(REQUIREMENTS): Every entry below should be repeated exactly; the pictures should not.

■ ■ ■ ■

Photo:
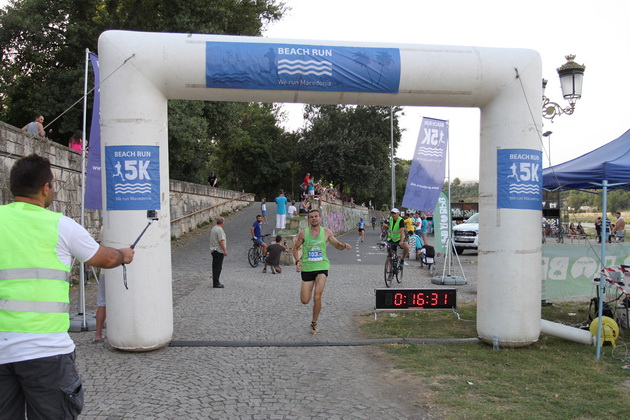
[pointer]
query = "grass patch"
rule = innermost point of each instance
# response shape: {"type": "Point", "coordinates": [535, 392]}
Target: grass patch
{"type": "Point", "coordinates": [551, 379]}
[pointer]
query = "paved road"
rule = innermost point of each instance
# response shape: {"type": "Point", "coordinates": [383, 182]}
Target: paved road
{"type": "Point", "coordinates": [245, 351]}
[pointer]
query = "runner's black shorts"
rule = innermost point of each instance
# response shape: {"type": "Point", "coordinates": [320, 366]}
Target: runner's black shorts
{"type": "Point", "coordinates": [311, 275]}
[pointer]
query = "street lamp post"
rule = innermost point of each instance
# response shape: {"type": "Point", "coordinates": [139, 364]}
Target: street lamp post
{"type": "Point", "coordinates": [571, 77]}
{"type": "Point", "coordinates": [548, 135]}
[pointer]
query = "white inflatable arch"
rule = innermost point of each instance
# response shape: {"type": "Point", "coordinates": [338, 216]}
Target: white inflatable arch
{"type": "Point", "coordinates": [140, 71]}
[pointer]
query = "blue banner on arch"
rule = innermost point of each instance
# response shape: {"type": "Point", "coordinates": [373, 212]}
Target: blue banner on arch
{"type": "Point", "coordinates": [274, 66]}
{"type": "Point", "coordinates": [133, 177]}
{"type": "Point", "coordinates": [519, 179]}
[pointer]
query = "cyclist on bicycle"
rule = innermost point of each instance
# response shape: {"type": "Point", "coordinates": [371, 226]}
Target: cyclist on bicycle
{"type": "Point", "coordinates": [257, 234]}
{"type": "Point", "coordinates": [396, 234]}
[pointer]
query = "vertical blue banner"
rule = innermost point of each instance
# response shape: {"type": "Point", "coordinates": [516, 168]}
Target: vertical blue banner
{"type": "Point", "coordinates": [133, 177]}
{"type": "Point", "coordinates": [93, 185]}
{"type": "Point", "coordinates": [441, 220]}
{"type": "Point", "coordinates": [519, 179]}
{"type": "Point", "coordinates": [426, 176]}
{"type": "Point", "coordinates": [272, 66]}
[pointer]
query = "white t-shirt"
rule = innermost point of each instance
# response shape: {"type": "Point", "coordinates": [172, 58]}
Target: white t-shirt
{"type": "Point", "coordinates": [74, 241]}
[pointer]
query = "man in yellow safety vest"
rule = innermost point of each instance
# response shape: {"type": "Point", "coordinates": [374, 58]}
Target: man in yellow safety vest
{"type": "Point", "coordinates": [37, 359]}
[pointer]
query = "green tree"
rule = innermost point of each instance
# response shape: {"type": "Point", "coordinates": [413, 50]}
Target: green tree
{"type": "Point", "coordinates": [349, 146]}
{"type": "Point", "coordinates": [43, 59]}
{"type": "Point", "coordinates": [251, 152]}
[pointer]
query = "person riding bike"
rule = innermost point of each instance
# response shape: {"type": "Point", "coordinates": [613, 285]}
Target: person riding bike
{"type": "Point", "coordinates": [396, 234]}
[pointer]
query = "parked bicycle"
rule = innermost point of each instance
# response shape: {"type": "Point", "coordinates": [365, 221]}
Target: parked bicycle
{"type": "Point", "coordinates": [393, 269]}
{"type": "Point", "coordinates": [554, 231]}
{"type": "Point", "coordinates": [254, 255]}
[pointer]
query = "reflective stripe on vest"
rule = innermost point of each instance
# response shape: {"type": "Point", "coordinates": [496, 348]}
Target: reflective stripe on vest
{"type": "Point", "coordinates": [34, 273]}
{"type": "Point", "coordinates": [34, 283]}
{"type": "Point", "coordinates": [28, 306]}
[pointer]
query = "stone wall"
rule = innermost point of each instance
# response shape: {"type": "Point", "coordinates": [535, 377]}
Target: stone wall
{"type": "Point", "coordinates": [191, 205]}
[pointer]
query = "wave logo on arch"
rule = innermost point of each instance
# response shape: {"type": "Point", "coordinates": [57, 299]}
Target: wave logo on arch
{"type": "Point", "coordinates": [275, 66]}
{"type": "Point", "coordinates": [305, 67]}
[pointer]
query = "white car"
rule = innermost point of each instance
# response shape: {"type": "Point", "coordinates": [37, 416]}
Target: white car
{"type": "Point", "coordinates": [466, 235]}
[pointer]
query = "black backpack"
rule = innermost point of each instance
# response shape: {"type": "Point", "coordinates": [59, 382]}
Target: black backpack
{"type": "Point", "coordinates": [430, 251]}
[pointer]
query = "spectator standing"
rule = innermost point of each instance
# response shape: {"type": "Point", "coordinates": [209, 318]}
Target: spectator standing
{"type": "Point", "coordinates": [256, 232]}
{"type": "Point", "coordinates": [38, 375]}
{"type": "Point", "coordinates": [361, 226]}
{"type": "Point", "coordinates": [620, 227]}
{"type": "Point", "coordinates": [263, 209]}
{"type": "Point", "coordinates": [311, 187]}
{"type": "Point", "coordinates": [218, 249]}
{"type": "Point", "coordinates": [274, 251]}
{"type": "Point", "coordinates": [314, 264]}
{"type": "Point", "coordinates": [212, 180]}
{"type": "Point", "coordinates": [409, 224]}
{"type": "Point", "coordinates": [424, 228]}
{"type": "Point", "coordinates": [598, 229]}
{"type": "Point", "coordinates": [281, 211]}
{"type": "Point", "coordinates": [36, 126]}
{"type": "Point", "coordinates": [305, 205]}
{"type": "Point", "coordinates": [76, 141]}
{"type": "Point", "coordinates": [292, 211]}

■ ■ ■ ■

(EXERCISE RESULT):
Photo:
[pointer]
query = "grass patch"
rule = innermost point of each instance
# response shape: {"type": "Point", "coordinates": [535, 392]}
Target: grass patch
{"type": "Point", "coordinates": [551, 379]}
[pointer]
query = "paved road"
rule = innermost point of each instance
# response shape: {"type": "Point", "coordinates": [383, 182]}
Target: paved road
{"type": "Point", "coordinates": [245, 351]}
[pointer]
query = "runner's black shorts"
rule = innermost point of each instance
# response shape: {"type": "Point", "coordinates": [320, 366]}
Target: runner's black shorts
{"type": "Point", "coordinates": [311, 275]}
[pointer]
query = "street lamp post"
rule = innermost point of each instance
# response shape: {"type": "Point", "coordinates": [139, 364]}
Target: street lamp post
{"type": "Point", "coordinates": [571, 77]}
{"type": "Point", "coordinates": [548, 135]}
[pointer]
query = "white inflatable arch"
rule = innermost point of each instance
# response shape: {"type": "Point", "coordinates": [338, 216]}
Target: white inflatable arch
{"type": "Point", "coordinates": [140, 71]}
[pointer]
query = "blue banner on arch"
rule = innermost point of each instance
# response shape: {"type": "Point", "coordinates": [373, 212]}
Target: blue banner on arch
{"type": "Point", "coordinates": [274, 66]}
{"type": "Point", "coordinates": [133, 177]}
{"type": "Point", "coordinates": [519, 179]}
[pointer]
query = "cyclist on bicycle"
rule = innermost point of each instance
# response shape: {"type": "Point", "coordinates": [371, 226]}
Target: cyclist on bicycle
{"type": "Point", "coordinates": [257, 234]}
{"type": "Point", "coordinates": [396, 234]}
[pointer]
query = "vertical blue banner"
rule = innermost point of each instance
# response shape: {"type": "Point", "coordinates": [516, 168]}
Target: vertical blue banner
{"type": "Point", "coordinates": [133, 177]}
{"type": "Point", "coordinates": [93, 185]}
{"type": "Point", "coordinates": [441, 220]}
{"type": "Point", "coordinates": [519, 179]}
{"type": "Point", "coordinates": [426, 176]}
{"type": "Point", "coordinates": [272, 66]}
[pointer]
query = "white t-shirt"
rule = innermost point of each instance
# response shape: {"type": "Point", "coordinates": [172, 58]}
Target: white t-shirt
{"type": "Point", "coordinates": [74, 241]}
[pointer]
query = "man in yellow safety vest"
rule = innermost point of each instance
# response shape: {"type": "Point", "coordinates": [374, 58]}
Target: man in yellow safety vest
{"type": "Point", "coordinates": [37, 359]}
[pointer]
query = "green tree"
rule = innermost point of each instance
# response shape: {"type": "Point", "coordinates": [413, 50]}
Target: green tree
{"type": "Point", "coordinates": [349, 146]}
{"type": "Point", "coordinates": [43, 59]}
{"type": "Point", "coordinates": [251, 152]}
[pointer]
query = "person riding bike"
rule = innermost point of each instance
# response shape: {"type": "Point", "coordinates": [613, 285]}
Target: person riding bike
{"type": "Point", "coordinates": [396, 234]}
[pointer]
query = "parked bicycle"
rule = innermost point of each instance
# response shape: {"type": "Point", "coordinates": [365, 221]}
Target: parked bicycle
{"type": "Point", "coordinates": [393, 269]}
{"type": "Point", "coordinates": [554, 231]}
{"type": "Point", "coordinates": [254, 255]}
[pointer]
query = "reflective stripe on vest"
rule = innermost point of each instance
# response shape: {"type": "Point", "coordinates": [496, 348]}
Target: reflective stripe on vest
{"type": "Point", "coordinates": [34, 273]}
{"type": "Point", "coordinates": [34, 283]}
{"type": "Point", "coordinates": [28, 306]}
[pointer]
query = "stone wall"
rule = innermost point of each instance
# response shape: {"type": "Point", "coordinates": [535, 377]}
Target: stone wall
{"type": "Point", "coordinates": [191, 205]}
[pointer]
query = "wave logo on arch"
rule = innermost point of each instance
# response shape: {"type": "Point", "coordinates": [57, 299]}
Target: wave logo on arch
{"type": "Point", "coordinates": [275, 66]}
{"type": "Point", "coordinates": [305, 67]}
[pointer]
query = "white car"
rule = innermost point of each instance
# response shape: {"type": "Point", "coordinates": [37, 416]}
Target: white car
{"type": "Point", "coordinates": [466, 235]}
[pointer]
query = "black backpack"
rule = innermost point of each instance
# response shape: {"type": "Point", "coordinates": [59, 382]}
Target: black backpack
{"type": "Point", "coordinates": [430, 251]}
[pointer]
query = "spectator standing"
rule = innermost point of each instance
# response shape: {"type": "Point", "coordinates": [209, 318]}
Target: spectator standing
{"type": "Point", "coordinates": [256, 232]}
{"type": "Point", "coordinates": [38, 375]}
{"type": "Point", "coordinates": [361, 226]}
{"type": "Point", "coordinates": [620, 227]}
{"type": "Point", "coordinates": [263, 209]}
{"type": "Point", "coordinates": [311, 187]}
{"type": "Point", "coordinates": [218, 249]}
{"type": "Point", "coordinates": [274, 251]}
{"type": "Point", "coordinates": [314, 264]}
{"type": "Point", "coordinates": [212, 180]}
{"type": "Point", "coordinates": [409, 224]}
{"type": "Point", "coordinates": [424, 228]}
{"type": "Point", "coordinates": [598, 229]}
{"type": "Point", "coordinates": [281, 211]}
{"type": "Point", "coordinates": [36, 126]}
{"type": "Point", "coordinates": [305, 205]}
{"type": "Point", "coordinates": [76, 141]}
{"type": "Point", "coordinates": [292, 211]}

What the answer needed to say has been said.